Passage —
How do these ideas fit together?

  • All of the writings linked above describe a world where the strategic landscape has been transformed such that cooperation dominates.
  • They differ in emphasis (e.g. Paretotopia foregrounds abundance, Coasean bargaining foregrounds transaction costs, resilient coalitions foreground defence-favoured dynamics), but the mechanisms stack and reinforce each other. The combination creates stability where abundance makes cooperation attractive, coordination tech makes it feasible, and defence-favoured dynamics make it durable.

How does this cluster relate to others?

  • vs. Liberal Pluralism: This cluster describes descriptively why cooperation might emerge (incentive shifts from a game-theoretic standpoint). Whereas, liberal pluralism argues normatively for what norms should govern coexistence (exit rights, preserving plurality, etc). The two are largely compatible though: you could have liberal pluralism enabled by the mechanisms described in this cluster (more on this later).
  • vs. Waypoint Futures: This cluster makes positive claims about what stable equilibria look like. Waypoint futures are agnostic about end-states and prioritise preserving optionality, on the grounds that we don't yet know what's desirable.
  • vs. Cosmic Bargains: Cosmic bargains involve a one-time negotiated settlement that fixes the structure of the future. Whereas, this vision envisions ongoing, emergent cooperation that doesn't require explicit deals; incentives do the work instead.

Complete the following —
A - Repeat word for word the part of the passage on cooperation-based futures that opens with the words containing "How do these" and closes with "that cooperation dominates.".
B - Write the next part of the passage on cooperation-based futures, starting right after its last sentence.

[Records from a data source]
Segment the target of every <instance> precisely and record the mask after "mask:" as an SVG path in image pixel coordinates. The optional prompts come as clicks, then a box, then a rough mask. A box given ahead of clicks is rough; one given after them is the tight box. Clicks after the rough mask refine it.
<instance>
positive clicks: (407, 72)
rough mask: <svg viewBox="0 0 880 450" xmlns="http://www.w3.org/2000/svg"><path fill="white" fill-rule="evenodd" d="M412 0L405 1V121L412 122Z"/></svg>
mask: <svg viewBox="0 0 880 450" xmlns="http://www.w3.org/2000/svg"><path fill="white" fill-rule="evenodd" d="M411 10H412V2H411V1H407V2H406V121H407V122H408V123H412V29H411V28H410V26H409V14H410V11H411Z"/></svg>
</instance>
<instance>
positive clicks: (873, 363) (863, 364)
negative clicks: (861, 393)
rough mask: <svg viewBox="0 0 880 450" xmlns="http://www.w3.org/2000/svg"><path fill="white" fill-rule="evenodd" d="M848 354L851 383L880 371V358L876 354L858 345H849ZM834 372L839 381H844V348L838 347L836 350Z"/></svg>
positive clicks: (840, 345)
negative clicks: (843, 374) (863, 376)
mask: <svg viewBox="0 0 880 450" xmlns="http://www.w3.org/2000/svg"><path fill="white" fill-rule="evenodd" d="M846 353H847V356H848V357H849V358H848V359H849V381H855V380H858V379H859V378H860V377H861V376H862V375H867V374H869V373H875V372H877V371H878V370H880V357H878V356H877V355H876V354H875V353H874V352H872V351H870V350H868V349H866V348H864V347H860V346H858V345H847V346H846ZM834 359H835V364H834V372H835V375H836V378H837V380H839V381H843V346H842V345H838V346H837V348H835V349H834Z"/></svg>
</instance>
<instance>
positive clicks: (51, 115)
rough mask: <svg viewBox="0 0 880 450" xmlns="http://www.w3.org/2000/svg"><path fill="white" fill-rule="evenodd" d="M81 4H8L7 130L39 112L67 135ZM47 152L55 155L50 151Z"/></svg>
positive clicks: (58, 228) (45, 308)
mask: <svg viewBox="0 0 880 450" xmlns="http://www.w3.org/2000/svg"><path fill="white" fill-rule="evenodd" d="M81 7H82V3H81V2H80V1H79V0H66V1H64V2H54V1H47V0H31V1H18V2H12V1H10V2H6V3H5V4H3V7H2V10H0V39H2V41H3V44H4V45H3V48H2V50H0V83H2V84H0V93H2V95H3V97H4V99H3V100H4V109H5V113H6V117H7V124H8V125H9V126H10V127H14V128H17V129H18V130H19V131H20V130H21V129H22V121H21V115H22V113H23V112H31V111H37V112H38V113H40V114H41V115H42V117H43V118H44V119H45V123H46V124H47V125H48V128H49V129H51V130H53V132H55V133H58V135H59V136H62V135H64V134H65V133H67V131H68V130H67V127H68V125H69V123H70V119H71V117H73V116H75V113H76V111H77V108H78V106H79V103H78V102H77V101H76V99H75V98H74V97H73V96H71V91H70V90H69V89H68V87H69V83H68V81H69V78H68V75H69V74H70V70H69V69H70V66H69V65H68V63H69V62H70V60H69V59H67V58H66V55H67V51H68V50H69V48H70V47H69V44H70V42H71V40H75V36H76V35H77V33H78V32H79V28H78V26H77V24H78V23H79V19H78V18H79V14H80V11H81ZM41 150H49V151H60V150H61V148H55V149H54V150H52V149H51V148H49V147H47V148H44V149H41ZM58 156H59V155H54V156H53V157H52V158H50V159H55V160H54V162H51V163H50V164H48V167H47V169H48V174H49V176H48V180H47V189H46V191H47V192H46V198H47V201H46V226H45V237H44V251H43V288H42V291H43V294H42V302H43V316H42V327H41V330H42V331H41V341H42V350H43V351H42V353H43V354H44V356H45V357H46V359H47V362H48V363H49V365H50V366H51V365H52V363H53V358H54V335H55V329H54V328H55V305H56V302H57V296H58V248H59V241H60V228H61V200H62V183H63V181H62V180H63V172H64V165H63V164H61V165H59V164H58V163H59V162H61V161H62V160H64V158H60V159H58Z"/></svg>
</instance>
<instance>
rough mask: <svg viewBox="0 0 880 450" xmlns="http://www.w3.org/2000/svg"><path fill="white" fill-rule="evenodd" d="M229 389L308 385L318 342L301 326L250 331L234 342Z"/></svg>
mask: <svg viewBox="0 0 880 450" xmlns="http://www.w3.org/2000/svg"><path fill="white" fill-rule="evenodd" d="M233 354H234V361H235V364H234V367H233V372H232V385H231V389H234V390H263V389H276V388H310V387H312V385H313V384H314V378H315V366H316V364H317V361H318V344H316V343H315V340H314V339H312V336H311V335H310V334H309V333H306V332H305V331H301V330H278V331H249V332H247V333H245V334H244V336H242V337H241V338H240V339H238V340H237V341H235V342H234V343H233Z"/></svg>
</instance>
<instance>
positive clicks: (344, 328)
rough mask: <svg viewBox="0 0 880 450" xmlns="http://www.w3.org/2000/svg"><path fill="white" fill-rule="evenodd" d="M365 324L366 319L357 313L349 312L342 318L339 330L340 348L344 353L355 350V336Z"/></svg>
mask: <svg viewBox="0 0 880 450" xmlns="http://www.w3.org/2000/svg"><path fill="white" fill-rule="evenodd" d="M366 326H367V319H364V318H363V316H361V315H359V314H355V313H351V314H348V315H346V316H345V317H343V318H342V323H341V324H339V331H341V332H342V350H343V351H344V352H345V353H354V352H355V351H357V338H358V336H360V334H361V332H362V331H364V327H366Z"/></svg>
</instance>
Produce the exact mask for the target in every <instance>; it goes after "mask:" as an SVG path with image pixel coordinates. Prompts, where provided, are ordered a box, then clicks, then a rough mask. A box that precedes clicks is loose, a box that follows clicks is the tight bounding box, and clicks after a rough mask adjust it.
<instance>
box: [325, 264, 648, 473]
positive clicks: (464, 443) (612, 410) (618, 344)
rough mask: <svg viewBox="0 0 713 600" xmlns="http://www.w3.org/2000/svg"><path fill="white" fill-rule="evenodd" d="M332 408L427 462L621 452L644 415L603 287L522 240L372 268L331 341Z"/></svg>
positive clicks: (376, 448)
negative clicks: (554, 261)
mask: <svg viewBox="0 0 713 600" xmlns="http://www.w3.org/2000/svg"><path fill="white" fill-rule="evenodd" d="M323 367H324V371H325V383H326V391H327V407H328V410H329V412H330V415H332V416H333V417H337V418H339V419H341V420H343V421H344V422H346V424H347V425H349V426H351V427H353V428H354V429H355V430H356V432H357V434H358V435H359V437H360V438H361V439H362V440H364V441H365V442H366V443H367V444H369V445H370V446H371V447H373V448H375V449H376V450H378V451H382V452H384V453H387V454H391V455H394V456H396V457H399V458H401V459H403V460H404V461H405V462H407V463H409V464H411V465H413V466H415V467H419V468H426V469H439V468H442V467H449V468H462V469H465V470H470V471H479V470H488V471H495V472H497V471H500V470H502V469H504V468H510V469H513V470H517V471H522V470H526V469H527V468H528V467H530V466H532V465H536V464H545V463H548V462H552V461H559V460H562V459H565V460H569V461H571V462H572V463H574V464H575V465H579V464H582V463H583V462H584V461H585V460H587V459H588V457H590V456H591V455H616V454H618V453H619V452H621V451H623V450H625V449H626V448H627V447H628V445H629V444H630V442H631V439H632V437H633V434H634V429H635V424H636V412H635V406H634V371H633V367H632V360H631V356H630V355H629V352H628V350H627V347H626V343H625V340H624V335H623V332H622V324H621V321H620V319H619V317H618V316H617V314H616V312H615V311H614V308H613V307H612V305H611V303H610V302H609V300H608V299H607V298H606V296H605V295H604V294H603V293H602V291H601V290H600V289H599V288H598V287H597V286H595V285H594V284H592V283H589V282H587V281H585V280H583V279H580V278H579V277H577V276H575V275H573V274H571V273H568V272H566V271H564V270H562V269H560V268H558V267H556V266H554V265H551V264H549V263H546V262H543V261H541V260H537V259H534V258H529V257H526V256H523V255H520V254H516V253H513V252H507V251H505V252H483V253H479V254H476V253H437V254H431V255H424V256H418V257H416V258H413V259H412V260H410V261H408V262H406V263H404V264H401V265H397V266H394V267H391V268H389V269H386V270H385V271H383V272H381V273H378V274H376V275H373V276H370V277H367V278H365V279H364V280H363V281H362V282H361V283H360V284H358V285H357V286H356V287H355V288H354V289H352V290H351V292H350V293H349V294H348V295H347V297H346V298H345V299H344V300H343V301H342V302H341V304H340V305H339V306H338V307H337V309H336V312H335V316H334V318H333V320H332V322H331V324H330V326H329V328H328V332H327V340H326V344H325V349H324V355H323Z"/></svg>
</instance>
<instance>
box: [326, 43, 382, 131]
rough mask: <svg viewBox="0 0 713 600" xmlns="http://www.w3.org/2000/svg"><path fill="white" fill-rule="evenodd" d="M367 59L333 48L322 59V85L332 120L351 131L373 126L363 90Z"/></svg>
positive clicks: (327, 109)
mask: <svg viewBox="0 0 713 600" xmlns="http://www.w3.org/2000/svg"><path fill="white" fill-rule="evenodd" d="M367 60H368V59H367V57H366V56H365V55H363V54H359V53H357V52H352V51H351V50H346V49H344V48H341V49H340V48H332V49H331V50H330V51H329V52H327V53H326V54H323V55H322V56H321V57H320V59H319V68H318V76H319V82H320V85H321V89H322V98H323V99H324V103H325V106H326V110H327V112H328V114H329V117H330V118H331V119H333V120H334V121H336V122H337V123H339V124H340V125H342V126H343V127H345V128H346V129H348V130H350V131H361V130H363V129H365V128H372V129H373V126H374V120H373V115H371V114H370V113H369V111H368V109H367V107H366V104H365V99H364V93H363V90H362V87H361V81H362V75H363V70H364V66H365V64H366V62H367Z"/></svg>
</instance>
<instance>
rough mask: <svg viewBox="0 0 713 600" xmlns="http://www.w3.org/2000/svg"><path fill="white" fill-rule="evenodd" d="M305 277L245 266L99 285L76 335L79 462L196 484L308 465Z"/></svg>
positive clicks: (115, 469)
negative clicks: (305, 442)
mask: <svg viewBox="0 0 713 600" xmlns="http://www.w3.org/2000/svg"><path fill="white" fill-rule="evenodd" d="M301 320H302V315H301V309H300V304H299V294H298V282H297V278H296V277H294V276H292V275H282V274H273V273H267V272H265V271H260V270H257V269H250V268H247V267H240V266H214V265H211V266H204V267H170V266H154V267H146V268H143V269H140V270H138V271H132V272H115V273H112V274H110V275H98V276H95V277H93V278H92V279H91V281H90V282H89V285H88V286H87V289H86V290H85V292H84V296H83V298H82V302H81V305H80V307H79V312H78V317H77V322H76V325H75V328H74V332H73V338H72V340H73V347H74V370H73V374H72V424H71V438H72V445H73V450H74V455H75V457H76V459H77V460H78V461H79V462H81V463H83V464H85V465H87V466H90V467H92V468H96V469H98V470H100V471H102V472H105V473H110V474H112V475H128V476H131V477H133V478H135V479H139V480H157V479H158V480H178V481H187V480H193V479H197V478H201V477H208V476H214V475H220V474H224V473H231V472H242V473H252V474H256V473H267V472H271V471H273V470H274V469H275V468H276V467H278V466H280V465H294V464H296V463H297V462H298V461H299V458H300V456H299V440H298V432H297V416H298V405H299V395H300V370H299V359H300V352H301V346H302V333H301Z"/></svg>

Answers for the tasks —
A -
How do these ideas fit together?

  • All of the writings linked above describe a world where the strategic landscape has been transformed such that cooperation dominates.

B -
  • vs. Preference Extrapolation: The decentralised version of preference extrapolation overlaps with this cluster (AI agents representing human preferences in Coasean-style bargaining). But the strong version doesn’t overlap given this cluster focuses on cooperation dynamics rather than value satisfaction per se.

What are the key assumptions and issues?

Key assumptions

  • Power remains sufficiently distributed (across AI systems and humans) that no single actor can unilaterally impose outcomes. This is the precondition that lets cooperation emerge as the dominant strategy rather than being one option among many.
  • Actors have diminishing marginal utility and care more about absolute gains than relative position. If utility is linear in resources, or unbounded in status, the math shifts and abundance no longer dampens conflict.[5]

  • Defence-favoured dynamics are achievable (offence doesn't become so cheap that attacking cooperators is a winning move).
  • Claims about massive resource expansion are credible enough that actors factor expected future abundance into present decisions, rather than discounting them as speculative.

Key issues and gaps

  • Transition dynamics (how we get from our current world to this world) are underspecified. What prevents a "last scramble" for position before abundance arrives? This window (AI capabilities advancing, coordination infrastructure incomplete) may be the most dangerous phase.
  • Positional goods remain zero-sum.[6] 

  • Inter-coalition conflict is underexplored. Single-coalition-vs-defector scenarios are straightforward; multiple coalitions with incompatible values or territorial claims are harder. The standard answer to indivisible-goods conflicts (e.g. two groups claiming the same holy site) is a lottery, but how this would actually be set up and enforced in these contexts is underspecified.
  • Initial distribution matters. Coasean bargaining produces efficient outcomes but says nothing about fair ones. If the powerful use head starts to lock in structural advantages, "everyone's on exponential growth" doesn't help laggards.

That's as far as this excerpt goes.